_ABOUT THIS EXERCISE_
Filter out all lines without the word "each" from the data below, please, and copy the rest.

START DATA SUPPLIED

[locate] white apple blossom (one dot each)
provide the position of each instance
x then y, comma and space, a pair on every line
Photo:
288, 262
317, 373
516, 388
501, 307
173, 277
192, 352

END DATA SUPPLIED

_ANSWER_
[locate] white apple blossom (one dot each)
provide the position of each instance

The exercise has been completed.